> [RECORD EXCERPTS]:
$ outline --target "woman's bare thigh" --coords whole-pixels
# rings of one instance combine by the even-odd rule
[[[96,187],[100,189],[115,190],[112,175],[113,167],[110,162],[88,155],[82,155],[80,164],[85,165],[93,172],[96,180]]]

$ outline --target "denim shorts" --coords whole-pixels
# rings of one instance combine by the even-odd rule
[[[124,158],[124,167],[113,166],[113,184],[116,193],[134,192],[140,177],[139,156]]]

...

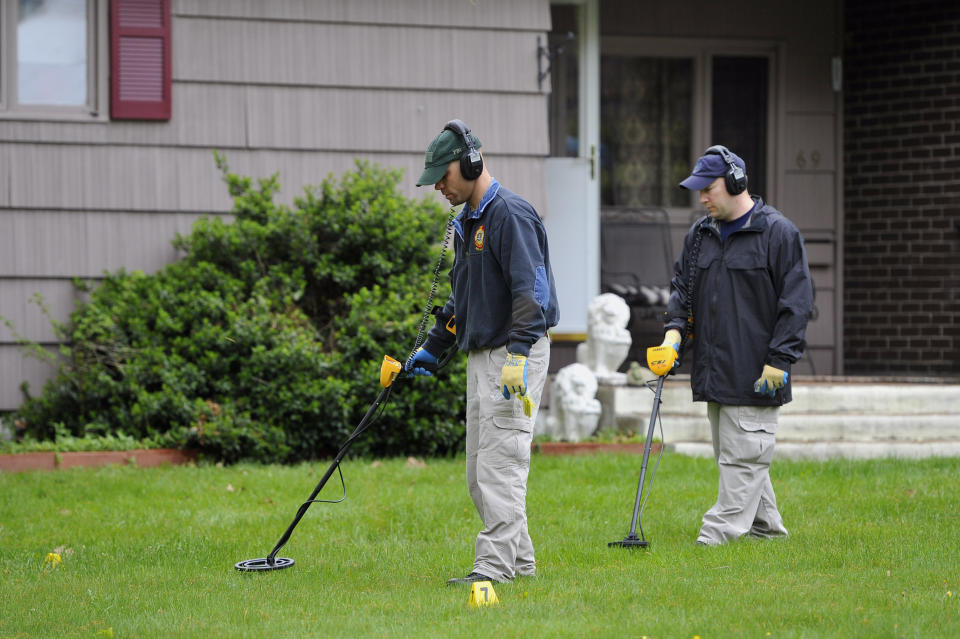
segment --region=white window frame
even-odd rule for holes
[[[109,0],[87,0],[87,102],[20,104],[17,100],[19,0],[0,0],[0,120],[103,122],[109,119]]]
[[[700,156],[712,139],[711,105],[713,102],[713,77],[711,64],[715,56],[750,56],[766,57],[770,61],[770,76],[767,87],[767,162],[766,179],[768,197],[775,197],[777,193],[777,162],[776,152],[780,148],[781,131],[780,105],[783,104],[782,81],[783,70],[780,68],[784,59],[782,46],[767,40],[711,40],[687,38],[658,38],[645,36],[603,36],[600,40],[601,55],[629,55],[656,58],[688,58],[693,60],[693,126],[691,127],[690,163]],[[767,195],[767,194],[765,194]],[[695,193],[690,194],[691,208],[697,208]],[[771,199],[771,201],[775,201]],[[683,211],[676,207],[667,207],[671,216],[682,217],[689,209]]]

> [GIVEN REQUEST]: Return every line from the items that contains the word "outline". Treat uppercase and lowercase letters as different.

> [RESPONSE TO THE TASK]:
$ outline --target "woman's bare thigh" --coords whole-pixels
$ outline --target "denim shorts" --coords whole-pixels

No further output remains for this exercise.